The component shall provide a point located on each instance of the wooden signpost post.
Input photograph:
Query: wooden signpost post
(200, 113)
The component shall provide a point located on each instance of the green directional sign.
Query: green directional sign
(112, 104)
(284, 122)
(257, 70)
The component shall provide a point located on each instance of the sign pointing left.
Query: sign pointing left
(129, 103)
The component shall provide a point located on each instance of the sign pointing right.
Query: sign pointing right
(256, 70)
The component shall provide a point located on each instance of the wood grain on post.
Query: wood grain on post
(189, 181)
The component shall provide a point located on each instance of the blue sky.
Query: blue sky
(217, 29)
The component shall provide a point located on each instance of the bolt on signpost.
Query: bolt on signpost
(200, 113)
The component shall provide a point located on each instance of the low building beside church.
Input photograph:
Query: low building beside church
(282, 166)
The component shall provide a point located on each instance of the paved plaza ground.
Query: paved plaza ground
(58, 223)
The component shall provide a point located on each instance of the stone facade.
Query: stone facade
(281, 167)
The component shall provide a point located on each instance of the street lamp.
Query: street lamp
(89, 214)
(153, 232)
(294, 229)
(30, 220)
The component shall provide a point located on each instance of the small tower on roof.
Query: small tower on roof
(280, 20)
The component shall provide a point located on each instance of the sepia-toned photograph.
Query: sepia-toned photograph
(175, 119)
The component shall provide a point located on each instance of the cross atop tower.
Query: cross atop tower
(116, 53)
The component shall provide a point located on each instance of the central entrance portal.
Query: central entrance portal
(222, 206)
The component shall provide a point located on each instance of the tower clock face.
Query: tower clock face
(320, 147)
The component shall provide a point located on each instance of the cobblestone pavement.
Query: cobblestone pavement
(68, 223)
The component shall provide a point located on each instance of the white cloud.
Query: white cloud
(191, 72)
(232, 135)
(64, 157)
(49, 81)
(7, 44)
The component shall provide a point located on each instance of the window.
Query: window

────────

_Task requirements_: Produce an exact copy of the whole listing.

_Finished exercise_:
The component shall provide a point located on each instance of the wooden signpost post.
Input photograph:
Query: wooden signpost post
(200, 113)
The component shall provide a point located on each instance of the green directional sign.
Query: green directional sign
(112, 104)
(284, 122)
(257, 70)
The component shall provide a point located on each instance of the sign pointing left.
Query: sign pointing left
(129, 103)
The component shall provide a point located on each instance of the sign pointing right.
Query: sign pointing right
(256, 70)
The component shall provide a point located on each instance of the wood grain on post.
Query: wood grain on post
(189, 181)
The component shall provide a point located on each instance of the blue sky.
Query: blue sky
(217, 29)
The component shall provide a point located on each instance of the bolt on signpost.
Query: bolt on signpost
(200, 113)
The component shall provide a point located on each instance of the low building beside church.
Input photograph:
Query: low building beside church
(282, 166)
The component shall provide a point located on each instance of the paved plaza ground.
Query: paved plaza ground
(58, 223)
The component shall provide a point located on each instance of the stone facade.
Query: stone facade
(281, 167)
The component shall provide a point located on each instance of the street lamp.
Query: street lamp
(89, 214)
(153, 232)
(294, 229)
(30, 220)
The component shall provide a point located on each instance of the small tower on roof.
Query: small tower on roof
(280, 20)
The component shall provide a point located on each instance of the sepia-toned photograph.
Query: sepia-toned photograph
(175, 119)
The component shall provide a point located on each instance of the cross atop tower.
Query: cross atop tower
(116, 53)
The component shall provide a point located on each instance of the central entrance portal.
Query: central entrance portal
(222, 206)
The component shall provide a point located on each instance of the tower clock face.
Query: tower clock face
(320, 147)
The component shall provide a point located on each instance of the cobblestone pavement.
Query: cobblestone pavement
(68, 223)
The component shall provide a point located on each instance of the white cloud.
Query: white cloud
(191, 72)
(232, 135)
(64, 157)
(49, 81)
(7, 44)
The component shall provide a point located on each instance of the window.
Query: window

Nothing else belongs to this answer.